DIRECTIONS: Could you retype every one of the rows below, character for character, with nothing changed, added, or left out?

EXERCISE INPUTS:
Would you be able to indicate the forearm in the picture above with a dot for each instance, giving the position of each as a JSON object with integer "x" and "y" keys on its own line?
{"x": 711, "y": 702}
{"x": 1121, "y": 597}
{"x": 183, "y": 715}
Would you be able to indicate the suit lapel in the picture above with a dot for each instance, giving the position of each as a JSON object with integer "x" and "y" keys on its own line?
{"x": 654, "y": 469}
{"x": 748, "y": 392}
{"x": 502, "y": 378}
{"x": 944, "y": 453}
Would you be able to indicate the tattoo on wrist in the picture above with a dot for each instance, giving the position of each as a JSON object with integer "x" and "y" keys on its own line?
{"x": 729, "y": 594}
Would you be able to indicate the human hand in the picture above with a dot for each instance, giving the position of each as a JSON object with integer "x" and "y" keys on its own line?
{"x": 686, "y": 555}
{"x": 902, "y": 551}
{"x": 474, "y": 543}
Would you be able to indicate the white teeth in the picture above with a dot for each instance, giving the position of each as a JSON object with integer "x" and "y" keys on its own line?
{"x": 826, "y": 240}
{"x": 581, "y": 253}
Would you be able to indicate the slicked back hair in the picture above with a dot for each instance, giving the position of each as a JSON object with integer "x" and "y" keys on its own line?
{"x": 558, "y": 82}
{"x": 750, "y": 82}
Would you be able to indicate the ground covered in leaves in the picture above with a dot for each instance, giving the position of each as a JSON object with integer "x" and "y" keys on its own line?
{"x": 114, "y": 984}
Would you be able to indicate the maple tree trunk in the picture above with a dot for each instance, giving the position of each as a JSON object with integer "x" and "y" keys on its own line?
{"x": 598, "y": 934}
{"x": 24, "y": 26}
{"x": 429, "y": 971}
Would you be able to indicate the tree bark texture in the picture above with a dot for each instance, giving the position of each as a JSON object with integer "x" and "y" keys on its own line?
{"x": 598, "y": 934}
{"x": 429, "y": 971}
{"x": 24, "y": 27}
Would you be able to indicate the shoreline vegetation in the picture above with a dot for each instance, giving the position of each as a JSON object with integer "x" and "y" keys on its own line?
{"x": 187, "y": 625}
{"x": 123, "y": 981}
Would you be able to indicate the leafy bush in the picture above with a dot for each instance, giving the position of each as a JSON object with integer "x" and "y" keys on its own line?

FINAL RESULT:
Would you be able to indicate the forearm in the picture above with a dot for each instance, giving the position of each as a JSON object with integer "x" and "y" keys on its own line?
{"x": 711, "y": 702}
{"x": 1121, "y": 597}
{"x": 183, "y": 715}
Would you be able to indicate the suit lapel in the picture above with a dot for each instance, giving the position of each as a JSON object with integer "x" and "y" keys on its own line?
{"x": 654, "y": 469}
{"x": 748, "y": 392}
{"x": 502, "y": 378}
{"x": 944, "y": 453}
Would you be able to indicate the tattoo on wrist in the picture above with a dot for each instance, giving the position of each as a JSON object with integer "x" and "y" keys on its own line?
{"x": 729, "y": 594}
Would you be able to indicate the human hand in the picture above with a dot for each instance, giving the position of each as a JSON object with integer "x" and "y" keys on its own line?
{"x": 686, "y": 555}
{"x": 902, "y": 551}
{"x": 474, "y": 543}
Would you be able to indicate the white teeth in the picture above with a dot for each instance, giving the position of each as a JSON object with integer "x" and "y" keys on its own line?
{"x": 826, "y": 240}
{"x": 581, "y": 253}
Would you be able to indicate the slicked back hair in the picture above with a dot for each instance, giving the position of each as a JSON object with integer "x" and "y" keys on its own line?
{"x": 558, "y": 82}
{"x": 750, "y": 82}
Would you be able to indicate the ground covered in leaves in the picture above with a dot for each instance, giving the position of each as a JSON object with integer "x" and "y" keys on its own line?
{"x": 114, "y": 984}
Would you be able to indicate the maple tree trunk in the picture above with a dot for each instance, giving the position of each as a JSON object with integer "x" and "y" keys on its own line?
{"x": 598, "y": 934}
{"x": 24, "y": 26}
{"x": 429, "y": 971}
Would you be able to indicate the tree bark texture in the picture above with a dot for each instance, giving the position of each as a JSON object with integer "x" and "y" keys on its own line?
{"x": 598, "y": 934}
{"x": 429, "y": 971}
{"x": 24, "y": 27}
Would you be able to indicate the shoreline vegetation in the picture above with a dot for each instance, giving the position of each as a JSON object with integer "x" and "y" keys on its own line?
{"x": 187, "y": 625}
{"x": 123, "y": 981}
Would you be able to indicate the leafy bush in the picture above with a dot for each instance, giving the position of each as a JSON object with integer "x" and "y" keys on its own line?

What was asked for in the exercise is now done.